**Assignment:** Each line of the data below holding the word "ladder" must be copied.

(Stored items)
::::::

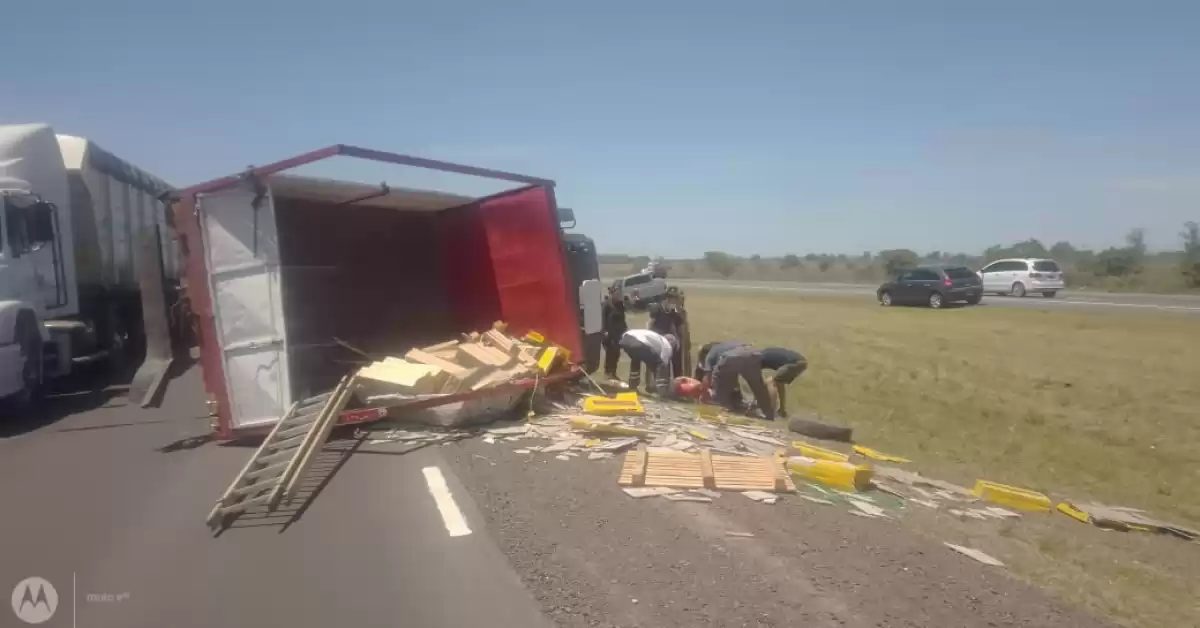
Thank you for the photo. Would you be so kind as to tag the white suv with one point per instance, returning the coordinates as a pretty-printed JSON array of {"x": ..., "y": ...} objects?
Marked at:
[
  {"x": 1023, "y": 276},
  {"x": 640, "y": 289}
]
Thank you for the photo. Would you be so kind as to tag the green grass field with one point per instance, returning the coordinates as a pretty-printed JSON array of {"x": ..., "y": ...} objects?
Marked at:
[{"x": 1081, "y": 405}]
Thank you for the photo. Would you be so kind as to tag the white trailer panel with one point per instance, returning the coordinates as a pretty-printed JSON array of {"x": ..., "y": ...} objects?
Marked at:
[{"x": 113, "y": 202}]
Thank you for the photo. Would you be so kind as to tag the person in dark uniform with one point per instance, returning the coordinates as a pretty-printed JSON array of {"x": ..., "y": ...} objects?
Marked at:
[
  {"x": 787, "y": 365},
  {"x": 612, "y": 314}
]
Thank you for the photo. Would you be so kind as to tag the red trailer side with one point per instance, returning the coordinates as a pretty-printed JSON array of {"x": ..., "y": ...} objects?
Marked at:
[{"x": 277, "y": 265}]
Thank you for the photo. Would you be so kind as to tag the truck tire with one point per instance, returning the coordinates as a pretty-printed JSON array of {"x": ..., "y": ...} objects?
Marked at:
[
  {"x": 30, "y": 340},
  {"x": 823, "y": 431}
]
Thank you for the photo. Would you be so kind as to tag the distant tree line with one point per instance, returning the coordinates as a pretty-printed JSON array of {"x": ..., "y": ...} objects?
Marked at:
[{"x": 1120, "y": 267}]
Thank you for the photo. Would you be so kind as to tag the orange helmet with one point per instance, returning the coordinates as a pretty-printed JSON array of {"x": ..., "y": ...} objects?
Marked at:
[{"x": 687, "y": 387}]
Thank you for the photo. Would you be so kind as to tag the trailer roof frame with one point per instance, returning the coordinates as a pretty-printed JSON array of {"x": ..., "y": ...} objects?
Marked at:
[{"x": 357, "y": 153}]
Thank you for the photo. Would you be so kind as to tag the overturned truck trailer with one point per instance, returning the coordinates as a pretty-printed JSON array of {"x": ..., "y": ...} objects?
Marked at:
[{"x": 279, "y": 265}]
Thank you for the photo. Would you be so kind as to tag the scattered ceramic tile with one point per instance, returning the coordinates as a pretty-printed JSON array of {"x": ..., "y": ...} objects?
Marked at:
[
  {"x": 639, "y": 492},
  {"x": 1002, "y": 513},
  {"x": 762, "y": 496},
  {"x": 688, "y": 497},
  {"x": 868, "y": 508},
  {"x": 509, "y": 431},
  {"x": 975, "y": 554}
]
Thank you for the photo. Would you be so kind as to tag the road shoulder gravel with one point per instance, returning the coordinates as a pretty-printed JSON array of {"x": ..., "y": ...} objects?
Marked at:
[{"x": 595, "y": 557}]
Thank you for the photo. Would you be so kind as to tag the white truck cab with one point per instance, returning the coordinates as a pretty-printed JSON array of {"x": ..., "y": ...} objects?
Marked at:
[{"x": 70, "y": 215}]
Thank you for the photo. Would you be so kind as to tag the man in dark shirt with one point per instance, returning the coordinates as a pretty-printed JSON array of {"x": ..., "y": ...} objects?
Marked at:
[
  {"x": 612, "y": 314},
  {"x": 787, "y": 365}
]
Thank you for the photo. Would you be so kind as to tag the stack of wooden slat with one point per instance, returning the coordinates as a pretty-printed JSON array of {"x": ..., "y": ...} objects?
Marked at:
[{"x": 474, "y": 362}]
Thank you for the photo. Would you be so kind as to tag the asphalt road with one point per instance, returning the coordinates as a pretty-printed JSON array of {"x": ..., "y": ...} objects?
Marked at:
[
  {"x": 93, "y": 504},
  {"x": 1065, "y": 300},
  {"x": 107, "y": 502}
]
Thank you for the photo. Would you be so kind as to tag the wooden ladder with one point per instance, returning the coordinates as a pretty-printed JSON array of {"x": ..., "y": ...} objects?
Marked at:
[{"x": 274, "y": 473}]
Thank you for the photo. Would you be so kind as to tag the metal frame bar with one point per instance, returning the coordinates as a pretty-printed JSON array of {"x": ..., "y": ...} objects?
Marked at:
[{"x": 363, "y": 154}]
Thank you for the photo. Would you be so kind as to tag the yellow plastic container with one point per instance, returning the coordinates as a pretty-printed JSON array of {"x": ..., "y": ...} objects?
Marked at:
[
  {"x": 832, "y": 473},
  {"x": 1074, "y": 513},
  {"x": 624, "y": 404},
  {"x": 819, "y": 453},
  {"x": 583, "y": 423},
  {"x": 547, "y": 359},
  {"x": 1012, "y": 496}
]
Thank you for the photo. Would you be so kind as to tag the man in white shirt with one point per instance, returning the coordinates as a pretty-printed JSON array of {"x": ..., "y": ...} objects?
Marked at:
[{"x": 655, "y": 351}]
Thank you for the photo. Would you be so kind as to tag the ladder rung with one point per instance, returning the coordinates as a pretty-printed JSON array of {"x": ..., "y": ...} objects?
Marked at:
[
  {"x": 313, "y": 401},
  {"x": 265, "y": 471},
  {"x": 245, "y": 506},
  {"x": 301, "y": 418},
  {"x": 289, "y": 442},
  {"x": 286, "y": 454},
  {"x": 283, "y": 435},
  {"x": 258, "y": 486}
]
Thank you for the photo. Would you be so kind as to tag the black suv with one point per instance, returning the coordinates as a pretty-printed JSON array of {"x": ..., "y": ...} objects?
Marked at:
[{"x": 933, "y": 286}]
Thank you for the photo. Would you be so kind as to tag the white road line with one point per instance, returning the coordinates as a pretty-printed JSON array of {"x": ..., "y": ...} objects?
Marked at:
[
  {"x": 1110, "y": 304},
  {"x": 456, "y": 524}
]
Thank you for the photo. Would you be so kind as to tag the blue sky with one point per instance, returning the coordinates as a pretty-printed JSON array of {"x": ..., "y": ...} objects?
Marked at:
[{"x": 671, "y": 127}]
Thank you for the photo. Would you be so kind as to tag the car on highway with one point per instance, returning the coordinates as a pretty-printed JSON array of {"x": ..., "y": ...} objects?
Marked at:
[
  {"x": 1019, "y": 277},
  {"x": 933, "y": 286},
  {"x": 641, "y": 288}
]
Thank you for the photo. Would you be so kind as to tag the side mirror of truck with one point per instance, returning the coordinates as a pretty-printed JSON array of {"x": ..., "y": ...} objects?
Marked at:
[
  {"x": 41, "y": 223},
  {"x": 564, "y": 216}
]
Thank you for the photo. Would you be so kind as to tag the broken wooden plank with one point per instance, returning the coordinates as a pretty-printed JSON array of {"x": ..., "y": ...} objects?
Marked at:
[
  {"x": 502, "y": 342},
  {"x": 474, "y": 353},
  {"x": 421, "y": 357},
  {"x": 642, "y": 459},
  {"x": 412, "y": 377},
  {"x": 441, "y": 346},
  {"x": 706, "y": 470}
]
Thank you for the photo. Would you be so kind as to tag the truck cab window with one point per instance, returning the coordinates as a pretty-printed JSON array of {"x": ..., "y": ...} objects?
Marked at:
[{"x": 17, "y": 238}]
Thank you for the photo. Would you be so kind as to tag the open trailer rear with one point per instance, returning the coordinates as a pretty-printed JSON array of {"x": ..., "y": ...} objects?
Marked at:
[{"x": 279, "y": 265}]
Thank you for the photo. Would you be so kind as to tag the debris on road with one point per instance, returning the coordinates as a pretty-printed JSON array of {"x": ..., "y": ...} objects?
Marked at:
[
  {"x": 688, "y": 497},
  {"x": 1125, "y": 519},
  {"x": 823, "y": 431},
  {"x": 639, "y": 492},
  {"x": 874, "y": 454},
  {"x": 703, "y": 471},
  {"x": 274, "y": 473},
  {"x": 1012, "y": 496},
  {"x": 762, "y": 497},
  {"x": 975, "y": 554},
  {"x": 869, "y": 509},
  {"x": 820, "y": 453},
  {"x": 832, "y": 473}
]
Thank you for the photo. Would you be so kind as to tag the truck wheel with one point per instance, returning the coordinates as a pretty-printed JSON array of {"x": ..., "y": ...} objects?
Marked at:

::::::

**Output:**
Thank you for the photo. Would you be so kind as to tag the wooden ladder with one point per instance, returning the coordinates as a pretty-printed JSON array of {"x": ..., "y": ...} objects?
Thank you for the photo. Would you be so kind as to tag the ladder rung with one point per instance, returning the coordinates as a pretty-printed JSON array of {"x": ..., "y": ...} objects?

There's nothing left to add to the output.